BEGIN DOCUMENT EXCERPT
Another one who I mentioned in my OP is Kodaly, not many people know how he was at odds with all the regimes to rule Hungary, at one stage he lost his job at the Budapest music academy and had his music banned. He was in the resistance during the war and after that heavily involved in the 1956 uprising. Finally, he was recognised by the more moderate regime to take charge after that, and his Kodaly method of teaching music was instituted across schools in Hungary.

There are many stories like this, many of these quiet achievers, these on the surface unassuming composers, did a lot for music and much else. Think of Dvorak how his soujurn to America meant so much for native composers there. Ives revered him. Another one is Elgar, who was the first British composer to make an impact for hundreds of years after Purcell, thus ending the period when the UK was called "the land without music."

So there you go. These people might not have had outwardly turgid and melodramatic lives fit to be made into some opera, but they did what they did for music and beyond, and I think its high time that their contribution was seen in a more positive light than it often is. They're not just boring or second rate, that's what I'm saying (far from it!).


----------



## Sid James (Feb 7, 2009)

Vesteralen said:


> I'm not sure about this, but I think a factor that is equally important in many composers' achieving status after their death is having a champion.
> 
> ...
> 
> I guess all this is arguable - but it's a point worth thinking about.
END DOCUMENT EXCERPT
BEGIN DATA RECORDS
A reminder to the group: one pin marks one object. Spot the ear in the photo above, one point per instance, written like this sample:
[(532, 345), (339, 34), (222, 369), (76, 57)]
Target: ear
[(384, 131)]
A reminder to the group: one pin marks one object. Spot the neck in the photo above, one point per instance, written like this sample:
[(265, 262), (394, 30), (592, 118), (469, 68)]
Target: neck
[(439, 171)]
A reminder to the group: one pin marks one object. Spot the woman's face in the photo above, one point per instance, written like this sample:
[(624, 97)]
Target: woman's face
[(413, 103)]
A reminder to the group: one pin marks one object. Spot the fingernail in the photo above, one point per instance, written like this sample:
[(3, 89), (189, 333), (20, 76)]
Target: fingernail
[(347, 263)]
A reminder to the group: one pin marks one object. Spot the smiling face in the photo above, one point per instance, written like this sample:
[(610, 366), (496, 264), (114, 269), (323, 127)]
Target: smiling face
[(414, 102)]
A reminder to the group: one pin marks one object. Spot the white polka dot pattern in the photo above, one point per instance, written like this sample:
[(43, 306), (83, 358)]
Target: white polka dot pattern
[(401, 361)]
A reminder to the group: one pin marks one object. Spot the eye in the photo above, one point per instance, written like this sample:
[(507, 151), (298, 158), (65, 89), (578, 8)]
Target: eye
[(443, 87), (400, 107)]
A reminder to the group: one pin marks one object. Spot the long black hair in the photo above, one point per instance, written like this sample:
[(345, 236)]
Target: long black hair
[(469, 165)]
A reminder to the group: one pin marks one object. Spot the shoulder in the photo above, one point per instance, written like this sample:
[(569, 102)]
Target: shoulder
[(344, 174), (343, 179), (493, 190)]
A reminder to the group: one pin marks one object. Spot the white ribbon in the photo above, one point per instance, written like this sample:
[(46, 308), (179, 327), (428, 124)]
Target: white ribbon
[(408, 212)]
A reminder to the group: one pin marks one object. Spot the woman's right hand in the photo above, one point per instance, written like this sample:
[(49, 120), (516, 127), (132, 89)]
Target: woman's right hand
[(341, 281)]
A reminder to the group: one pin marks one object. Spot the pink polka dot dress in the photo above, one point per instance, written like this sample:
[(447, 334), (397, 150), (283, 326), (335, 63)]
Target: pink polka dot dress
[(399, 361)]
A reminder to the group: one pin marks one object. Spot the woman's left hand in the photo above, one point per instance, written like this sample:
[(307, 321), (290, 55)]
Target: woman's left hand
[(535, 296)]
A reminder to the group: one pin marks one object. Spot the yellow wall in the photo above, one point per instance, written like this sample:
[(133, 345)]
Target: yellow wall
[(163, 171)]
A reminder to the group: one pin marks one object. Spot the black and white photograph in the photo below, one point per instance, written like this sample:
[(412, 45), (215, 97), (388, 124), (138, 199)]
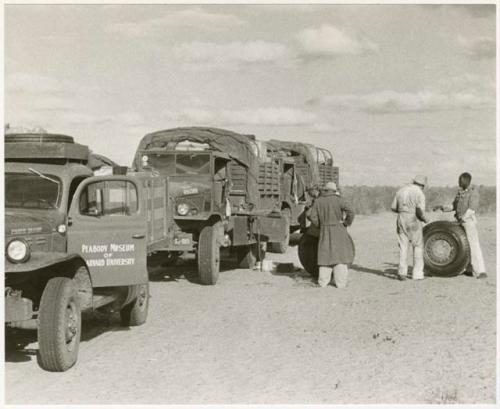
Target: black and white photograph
[(250, 204)]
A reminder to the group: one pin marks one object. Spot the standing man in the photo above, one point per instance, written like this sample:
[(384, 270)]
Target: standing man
[(332, 215), (409, 204), (465, 206)]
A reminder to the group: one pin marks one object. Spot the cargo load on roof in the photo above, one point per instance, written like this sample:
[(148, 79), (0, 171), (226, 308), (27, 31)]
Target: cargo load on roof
[(52, 148), (242, 148)]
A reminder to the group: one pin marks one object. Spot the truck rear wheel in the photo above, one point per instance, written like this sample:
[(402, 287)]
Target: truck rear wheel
[(59, 325), (308, 254), (282, 247), (136, 312), (208, 256), (446, 249)]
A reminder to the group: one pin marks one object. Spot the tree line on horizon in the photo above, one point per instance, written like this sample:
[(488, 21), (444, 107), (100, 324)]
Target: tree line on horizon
[(377, 199)]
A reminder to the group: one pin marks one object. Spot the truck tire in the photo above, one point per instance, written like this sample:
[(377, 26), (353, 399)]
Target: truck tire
[(308, 254), (208, 256), (282, 247), (59, 327), (446, 249), (136, 313), (247, 256)]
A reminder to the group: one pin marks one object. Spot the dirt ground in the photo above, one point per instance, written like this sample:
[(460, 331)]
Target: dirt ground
[(259, 337)]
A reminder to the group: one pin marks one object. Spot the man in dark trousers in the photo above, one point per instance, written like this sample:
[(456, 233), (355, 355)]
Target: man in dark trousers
[(332, 215)]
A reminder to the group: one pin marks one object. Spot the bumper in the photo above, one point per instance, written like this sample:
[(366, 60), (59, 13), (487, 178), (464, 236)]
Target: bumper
[(17, 308)]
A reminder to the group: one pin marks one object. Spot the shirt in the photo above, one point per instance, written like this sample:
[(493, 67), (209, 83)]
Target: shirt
[(466, 199), (408, 198)]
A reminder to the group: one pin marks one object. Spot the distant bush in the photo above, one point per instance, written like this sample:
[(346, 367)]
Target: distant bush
[(376, 199)]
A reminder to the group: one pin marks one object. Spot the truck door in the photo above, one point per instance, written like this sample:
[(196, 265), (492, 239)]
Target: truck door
[(107, 227)]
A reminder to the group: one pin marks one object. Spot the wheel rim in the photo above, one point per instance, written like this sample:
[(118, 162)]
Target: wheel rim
[(142, 298), (71, 320), (440, 249)]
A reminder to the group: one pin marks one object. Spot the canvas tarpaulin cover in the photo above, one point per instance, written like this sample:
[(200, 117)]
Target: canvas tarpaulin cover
[(305, 149), (242, 148)]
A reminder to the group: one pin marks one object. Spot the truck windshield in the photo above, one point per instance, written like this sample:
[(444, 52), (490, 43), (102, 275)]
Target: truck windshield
[(30, 191), (181, 163)]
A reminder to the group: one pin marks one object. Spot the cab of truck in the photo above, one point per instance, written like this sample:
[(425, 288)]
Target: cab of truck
[(69, 244), (197, 181)]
END DATA RECORDS
# SET OF TASKS
A) From the thread on composers, extract everything from "There are many" down to "(far from it!).".
B) Answer these questions using the thread on composers:
(i) At which institution did Kodaly lose his job?
(ii) After which composer was Elgar the first British composer to make an impact?
(iii) According to the quoted reply, what factor helps many composers achieve status after their death?

# ANSWERS BY TASK
A)
There are many stories like this, many of these quiet achievers, these on the surface unassuming composers, did a lot for music and much else. Think of Dvorak how his soujurn to America meant so much for native composers there. Ives revered him. Another one is Elgar, who was the first British composer to make an impact for hundreds of years after Purcell, thus ending the period when the UK was called "the land without music."

So there you go. These people might not have had outwardly turgid and melodramatic lives fit to be made into some opera, but they did what they did for music and beyond, and I think its high time that their contribution was seen in a more positive light than it often is. They're not just boring or second rate, that's what I'm saying (far from it!).

B)
(i) The Budapest music academy
(ii) Purcell
(iii) Having a champion